*WRITTEN REQUEST:*
Copy the material below line for line, leaving every character unchanged.

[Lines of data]
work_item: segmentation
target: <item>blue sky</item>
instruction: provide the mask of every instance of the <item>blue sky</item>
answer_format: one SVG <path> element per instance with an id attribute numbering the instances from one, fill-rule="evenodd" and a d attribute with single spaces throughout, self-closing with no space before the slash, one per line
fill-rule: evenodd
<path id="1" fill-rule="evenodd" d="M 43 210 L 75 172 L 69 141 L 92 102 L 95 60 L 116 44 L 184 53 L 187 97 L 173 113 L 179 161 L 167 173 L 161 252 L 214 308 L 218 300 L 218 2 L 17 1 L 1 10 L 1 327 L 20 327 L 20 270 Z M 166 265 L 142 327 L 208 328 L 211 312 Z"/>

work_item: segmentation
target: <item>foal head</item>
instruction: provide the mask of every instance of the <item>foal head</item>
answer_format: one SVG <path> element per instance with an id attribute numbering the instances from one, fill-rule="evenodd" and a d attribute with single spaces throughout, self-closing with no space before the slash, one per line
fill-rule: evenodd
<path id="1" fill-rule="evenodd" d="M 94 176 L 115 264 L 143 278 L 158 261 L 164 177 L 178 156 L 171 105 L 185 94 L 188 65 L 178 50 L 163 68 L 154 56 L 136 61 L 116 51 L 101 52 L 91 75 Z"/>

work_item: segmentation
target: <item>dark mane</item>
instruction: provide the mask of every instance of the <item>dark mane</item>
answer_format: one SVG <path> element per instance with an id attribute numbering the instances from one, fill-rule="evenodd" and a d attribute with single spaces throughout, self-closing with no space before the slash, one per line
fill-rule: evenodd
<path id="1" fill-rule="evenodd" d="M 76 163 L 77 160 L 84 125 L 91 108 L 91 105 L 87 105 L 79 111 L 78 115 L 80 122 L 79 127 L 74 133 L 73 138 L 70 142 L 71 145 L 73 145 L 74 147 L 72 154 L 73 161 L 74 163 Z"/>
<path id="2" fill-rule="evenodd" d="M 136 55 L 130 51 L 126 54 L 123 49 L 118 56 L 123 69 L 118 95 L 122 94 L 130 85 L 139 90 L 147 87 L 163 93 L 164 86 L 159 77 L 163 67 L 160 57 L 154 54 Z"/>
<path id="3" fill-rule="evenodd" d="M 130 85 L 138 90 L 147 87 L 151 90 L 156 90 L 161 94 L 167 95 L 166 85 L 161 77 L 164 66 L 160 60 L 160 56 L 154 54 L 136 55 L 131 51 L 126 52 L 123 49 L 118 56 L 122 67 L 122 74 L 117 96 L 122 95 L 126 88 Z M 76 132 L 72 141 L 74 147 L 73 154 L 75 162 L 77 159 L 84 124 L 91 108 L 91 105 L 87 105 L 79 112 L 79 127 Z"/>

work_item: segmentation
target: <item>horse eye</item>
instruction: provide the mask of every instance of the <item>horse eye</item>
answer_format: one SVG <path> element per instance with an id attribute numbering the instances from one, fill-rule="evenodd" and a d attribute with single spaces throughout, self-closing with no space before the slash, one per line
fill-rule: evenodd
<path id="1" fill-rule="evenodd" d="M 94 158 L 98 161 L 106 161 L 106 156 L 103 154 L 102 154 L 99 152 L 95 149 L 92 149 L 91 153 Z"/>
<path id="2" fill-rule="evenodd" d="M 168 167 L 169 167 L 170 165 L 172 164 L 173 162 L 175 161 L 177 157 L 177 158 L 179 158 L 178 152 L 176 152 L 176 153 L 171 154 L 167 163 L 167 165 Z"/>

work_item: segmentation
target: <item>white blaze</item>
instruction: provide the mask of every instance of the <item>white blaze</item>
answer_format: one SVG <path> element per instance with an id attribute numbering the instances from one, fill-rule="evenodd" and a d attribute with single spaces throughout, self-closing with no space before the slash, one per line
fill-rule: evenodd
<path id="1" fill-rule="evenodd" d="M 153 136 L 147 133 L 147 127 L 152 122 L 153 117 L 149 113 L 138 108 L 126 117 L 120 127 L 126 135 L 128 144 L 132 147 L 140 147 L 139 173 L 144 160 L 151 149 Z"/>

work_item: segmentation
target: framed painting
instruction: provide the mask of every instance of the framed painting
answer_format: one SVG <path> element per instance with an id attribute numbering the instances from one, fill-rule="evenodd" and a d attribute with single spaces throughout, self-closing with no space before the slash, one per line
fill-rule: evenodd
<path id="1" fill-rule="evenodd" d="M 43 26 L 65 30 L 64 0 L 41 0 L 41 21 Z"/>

*PROBLEM SOLUTION:*
work_item: segmentation
target: <item>blue sky</item>
instruction: provide the mask of every instance of the <item>blue sky</item>
answer_format: one SVG <path> element per instance with an id attribute numbering the instances from one, fill-rule="evenodd" and a d attribute with single spaces throughout, self-closing with no space before the slash, one per line
fill-rule: evenodd
<path id="1" fill-rule="evenodd" d="M 43 210 L 75 172 L 69 141 L 92 102 L 95 60 L 116 44 L 184 53 L 187 97 L 173 113 L 179 161 L 167 173 L 161 252 L 214 308 L 218 300 L 218 2 L 17 1 L 1 10 L 1 327 L 20 327 L 20 270 Z M 166 265 L 142 327 L 208 328 L 211 312 Z"/>

work_item: segmentation
target: <item>foal head</item>
instruction: provide the mask of every instance of the <item>foal head</item>
answer_format: one SVG <path> element per instance with an id attribute numbering the instances from one, fill-rule="evenodd" and a d attribute with single spaces throughout, self-closing with no space before the slash, one per line
fill-rule: evenodd
<path id="1" fill-rule="evenodd" d="M 94 176 L 115 264 L 143 278 L 158 261 L 164 177 L 178 156 L 171 105 L 185 94 L 188 65 L 178 50 L 163 68 L 154 56 L 136 61 L 116 51 L 101 52 L 91 75 Z"/>

work_item: segmentation
target: <item>dark mane</item>
instruction: provide the mask of every instance of the <item>dark mane</item>
answer_format: one SVG <path> element per instance with an id attribute numbering the instances from one, fill-rule="evenodd" and a d attribute with single spaces throughout, self-closing with no space before the slash, one per line
fill-rule: evenodd
<path id="1" fill-rule="evenodd" d="M 76 163 L 77 160 L 84 125 L 91 108 L 91 105 L 87 105 L 79 111 L 78 115 L 80 122 L 79 127 L 74 133 L 73 138 L 70 142 L 71 145 L 73 145 L 74 147 L 72 154 L 73 161 L 74 163 Z"/>
<path id="2" fill-rule="evenodd" d="M 136 55 L 130 51 L 126 54 L 123 49 L 118 56 L 123 69 L 118 95 L 122 94 L 130 85 L 139 90 L 147 87 L 163 93 L 164 86 L 159 77 L 163 67 L 160 57 L 154 54 Z"/>
<path id="3" fill-rule="evenodd" d="M 130 85 L 138 90 L 147 87 L 151 90 L 156 90 L 161 94 L 167 95 L 166 85 L 161 77 L 164 66 L 160 60 L 160 56 L 154 54 L 136 55 L 131 51 L 126 52 L 123 49 L 118 56 L 122 67 L 122 74 L 117 96 L 122 95 L 126 88 Z M 76 132 L 72 141 L 74 147 L 73 154 L 75 162 L 77 159 L 84 124 L 91 108 L 91 105 L 87 105 L 79 112 L 79 127 Z"/>

work_item: segmentation
target: <item>horse eye</item>
instruction: provide the mask of every instance of the <item>horse eye</item>
answer_format: one SVG <path> element per instance with an id attribute numbering the instances from one, fill-rule="evenodd" and a d attribute with single spaces throughout, self-closing with no space before the slash, one per line
fill-rule: evenodd
<path id="1" fill-rule="evenodd" d="M 94 158 L 98 161 L 106 161 L 106 156 L 103 154 L 102 154 L 99 152 L 95 149 L 92 149 L 91 153 Z"/>
<path id="2" fill-rule="evenodd" d="M 168 167 L 169 167 L 170 165 L 172 164 L 173 162 L 175 161 L 177 157 L 177 158 L 179 158 L 178 152 L 176 152 L 176 153 L 171 154 L 167 163 L 167 165 Z"/>

work_item: segmentation
target: <item>white blaze</item>
instruction: provide the mask of every instance of the <item>white blaze</item>
answer_format: one SVG <path> element per instance with an id attribute numbering the instances from one, fill-rule="evenodd" and a d attribute with single spaces throughout, self-closing with no space before the slash, one per line
fill-rule: evenodd
<path id="1" fill-rule="evenodd" d="M 153 136 L 147 133 L 147 127 L 152 122 L 153 117 L 149 113 L 138 108 L 126 117 L 120 127 L 126 135 L 128 144 L 132 147 L 140 147 L 139 173 L 144 160 L 151 149 Z"/>

work_item: segmentation
target: framed painting
instruction: provide the mask of every instance of the framed painting
answer_format: one SVG <path> element per instance with an id attribute numbering the instances from one, fill-rule="evenodd" and a d attribute with single spaces throughout, self-closing with no space before the slash, one per line
fill-rule: evenodd
<path id="1" fill-rule="evenodd" d="M 43 26 L 65 30 L 64 0 L 41 0 L 41 21 Z"/>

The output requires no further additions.